*** Opening of MATERIAL FOR THIS EXERCISE ***
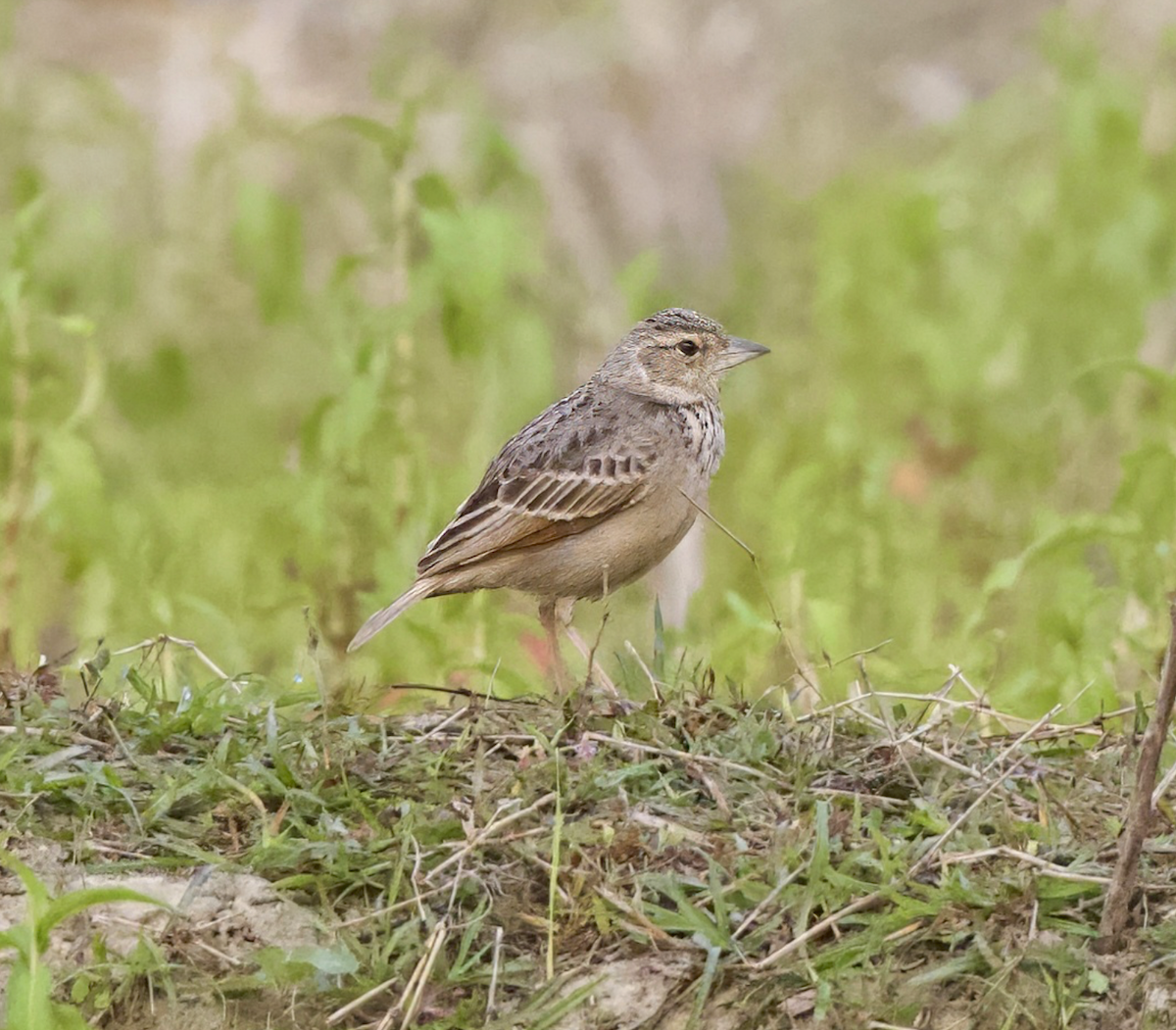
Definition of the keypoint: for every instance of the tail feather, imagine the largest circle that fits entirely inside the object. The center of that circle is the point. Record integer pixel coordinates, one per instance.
(417, 592)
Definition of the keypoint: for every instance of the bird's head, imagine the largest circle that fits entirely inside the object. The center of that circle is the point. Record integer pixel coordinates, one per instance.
(676, 357)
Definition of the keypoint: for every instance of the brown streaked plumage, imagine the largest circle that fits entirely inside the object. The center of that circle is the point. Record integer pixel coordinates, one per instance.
(600, 487)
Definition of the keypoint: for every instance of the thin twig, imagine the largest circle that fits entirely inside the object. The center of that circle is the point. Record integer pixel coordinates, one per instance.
(1139, 811)
(487, 833)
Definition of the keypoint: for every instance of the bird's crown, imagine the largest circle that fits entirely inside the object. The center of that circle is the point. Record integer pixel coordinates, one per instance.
(682, 319)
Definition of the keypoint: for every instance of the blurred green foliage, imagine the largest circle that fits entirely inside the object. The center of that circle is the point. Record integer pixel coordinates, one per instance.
(262, 382)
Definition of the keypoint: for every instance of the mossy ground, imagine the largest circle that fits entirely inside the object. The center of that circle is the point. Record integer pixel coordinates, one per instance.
(594, 863)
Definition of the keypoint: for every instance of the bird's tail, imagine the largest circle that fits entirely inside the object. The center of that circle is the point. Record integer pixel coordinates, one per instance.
(417, 592)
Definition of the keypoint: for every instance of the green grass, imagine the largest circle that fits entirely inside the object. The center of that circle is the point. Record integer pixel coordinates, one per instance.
(961, 854)
(258, 394)
(239, 396)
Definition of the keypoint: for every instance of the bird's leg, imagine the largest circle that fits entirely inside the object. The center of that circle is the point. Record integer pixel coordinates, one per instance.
(550, 617)
(564, 613)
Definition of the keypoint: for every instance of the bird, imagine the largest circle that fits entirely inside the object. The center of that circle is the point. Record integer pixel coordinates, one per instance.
(597, 489)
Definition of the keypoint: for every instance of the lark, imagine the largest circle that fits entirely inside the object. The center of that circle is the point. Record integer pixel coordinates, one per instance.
(600, 487)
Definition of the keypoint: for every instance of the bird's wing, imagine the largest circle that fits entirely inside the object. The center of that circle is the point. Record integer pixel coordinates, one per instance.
(573, 466)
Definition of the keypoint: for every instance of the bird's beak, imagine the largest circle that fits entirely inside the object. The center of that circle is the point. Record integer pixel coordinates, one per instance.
(740, 351)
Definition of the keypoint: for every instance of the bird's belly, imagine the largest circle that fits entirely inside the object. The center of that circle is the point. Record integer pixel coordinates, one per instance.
(606, 557)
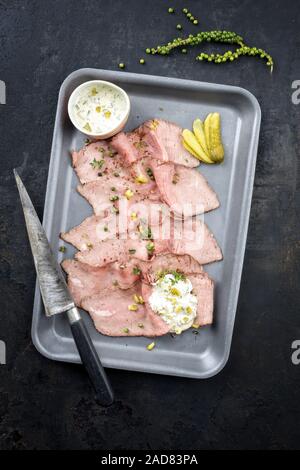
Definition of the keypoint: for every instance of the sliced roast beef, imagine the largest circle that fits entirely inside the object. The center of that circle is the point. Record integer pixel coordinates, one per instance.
(85, 280)
(127, 145)
(169, 262)
(110, 311)
(93, 230)
(203, 288)
(107, 193)
(108, 251)
(194, 238)
(163, 140)
(185, 190)
(97, 159)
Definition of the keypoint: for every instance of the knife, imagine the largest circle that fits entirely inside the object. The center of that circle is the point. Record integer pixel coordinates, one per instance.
*** Close of MATERIAL FOR THIS EXERCISE ***
DIRECTIONS:
Exactly the lines from the one holding "the lark, imagine" through the last line of the entries must be set down, with nothing added and no pictures.

WRITTEN RESPONSE:
Definition of the keypoint: for every instance of the lark, imagine the largest circle that fits entirely inside the object. The center of that circle is the point. Record integer pixel coordinates, one per instance.
(600, 487)
Definition of the keypoint: for every instance of the bird's wing, imagine the largest circle that fits entirely inside the object. The center of that circle is the point. Record integer pixel coordinates, one per instance.
(573, 466)
Definition of the keypoint: for every instance of the bird's beak, imagine the largest circle that fits entirely inside the object. The center of that circle is the point. Record integer pixel coordinates, one per instance.
(740, 351)
Definition of the keypoint: for every instance of the bird's belly, imagine the largest circle that fits entirely inside the object. The center of that circle is the point. Record integer pixel coordinates, one per instance.
(606, 557)
Definition of the keypoint: for every instance of the sliced roast beef, imagine the largest circle that fits entirely inside the object. The center of that circle is the point. Record integer pixel coordinates, one per instance.
(85, 280)
(127, 145)
(169, 262)
(110, 311)
(93, 230)
(203, 288)
(107, 193)
(108, 251)
(194, 238)
(163, 140)
(185, 190)
(97, 159)
Definition of the keypoint: for every instance of the knife, imagine the largest circle that fits entirely inside the object. The center of that circle is the point. Record integer pixel coordinates, one per instance.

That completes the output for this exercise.